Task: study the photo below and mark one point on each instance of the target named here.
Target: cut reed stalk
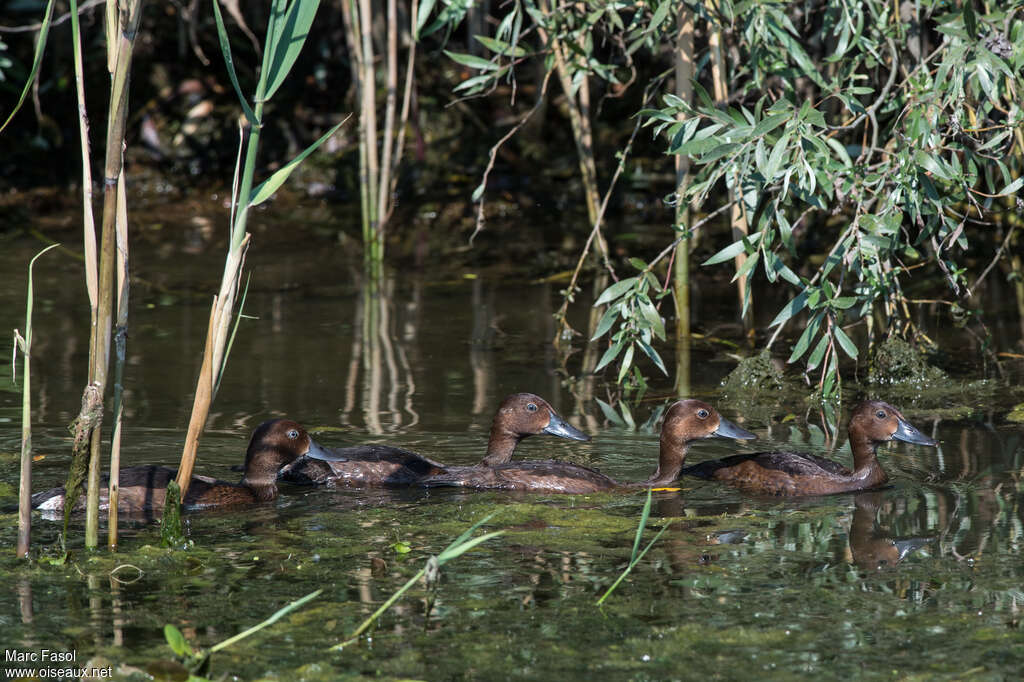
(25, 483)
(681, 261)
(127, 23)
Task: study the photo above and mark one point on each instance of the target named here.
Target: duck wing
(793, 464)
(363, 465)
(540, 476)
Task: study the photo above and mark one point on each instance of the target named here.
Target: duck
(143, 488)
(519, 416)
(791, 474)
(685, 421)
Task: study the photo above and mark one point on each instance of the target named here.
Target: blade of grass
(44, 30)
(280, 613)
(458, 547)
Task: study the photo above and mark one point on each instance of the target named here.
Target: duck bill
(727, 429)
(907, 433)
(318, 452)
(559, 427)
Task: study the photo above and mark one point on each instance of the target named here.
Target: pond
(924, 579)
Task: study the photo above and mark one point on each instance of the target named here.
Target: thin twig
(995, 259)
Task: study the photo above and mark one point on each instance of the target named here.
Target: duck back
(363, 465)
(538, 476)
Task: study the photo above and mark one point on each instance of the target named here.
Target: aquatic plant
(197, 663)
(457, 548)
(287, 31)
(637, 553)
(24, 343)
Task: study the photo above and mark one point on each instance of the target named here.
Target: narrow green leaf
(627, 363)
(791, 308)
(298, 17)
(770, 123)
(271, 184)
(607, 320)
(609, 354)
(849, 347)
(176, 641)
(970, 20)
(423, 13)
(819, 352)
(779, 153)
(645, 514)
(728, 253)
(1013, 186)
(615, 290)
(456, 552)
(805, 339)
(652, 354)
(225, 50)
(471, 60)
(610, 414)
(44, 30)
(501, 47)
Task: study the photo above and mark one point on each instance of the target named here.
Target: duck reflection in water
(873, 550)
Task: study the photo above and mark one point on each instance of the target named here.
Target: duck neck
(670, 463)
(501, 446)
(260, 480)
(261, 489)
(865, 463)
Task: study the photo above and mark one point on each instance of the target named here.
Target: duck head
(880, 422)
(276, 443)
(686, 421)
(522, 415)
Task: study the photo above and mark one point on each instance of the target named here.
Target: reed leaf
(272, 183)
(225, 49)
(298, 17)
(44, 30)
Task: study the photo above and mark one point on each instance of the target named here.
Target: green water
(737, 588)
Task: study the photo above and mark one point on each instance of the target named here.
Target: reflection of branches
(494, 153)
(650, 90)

## Your assignment
Copy out the line holding "Target: aquatic plant" along with all lines after it through the end of the entries, exactly and only these.

## Written reply
Target: aquatic plant
(197, 663)
(457, 548)
(287, 31)
(637, 553)
(24, 343)
Task: study the photo above and mark one point on each instance of the target named here.
Target: narrow green leaf
(627, 363)
(791, 308)
(298, 17)
(770, 123)
(271, 184)
(607, 320)
(609, 354)
(849, 347)
(176, 641)
(970, 20)
(423, 13)
(819, 352)
(779, 153)
(645, 514)
(728, 253)
(1013, 186)
(615, 290)
(456, 552)
(805, 339)
(652, 354)
(225, 50)
(471, 60)
(610, 414)
(44, 30)
(501, 47)
Task: study the photo above and mark one point on each instance of the target named here.
Target: duck reflection in water
(873, 550)
Task: study the photo above and mark one point on each instance of the target named here.
Target: duck neck
(670, 463)
(501, 446)
(260, 480)
(261, 489)
(865, 463)
Task: study the photo above and mark one point on each instance of the target named here.
Target: duck head
(880, 422)
(276, 443)
(686, 421)
(522, 415)
Task: study the photo above and mark one point on each instance of the target named here.
Target: reed leaf
(272, 183)
(225, 49)
(298, 17)
(44, 30)
Task: study the photo above and mark one point on each instance of the target named here.
Target: green water
(737, 588)
Task: study the photo above and mark one point on each instance of the target named here.
Target: reflection of branches
(494, 153)
(650, 90)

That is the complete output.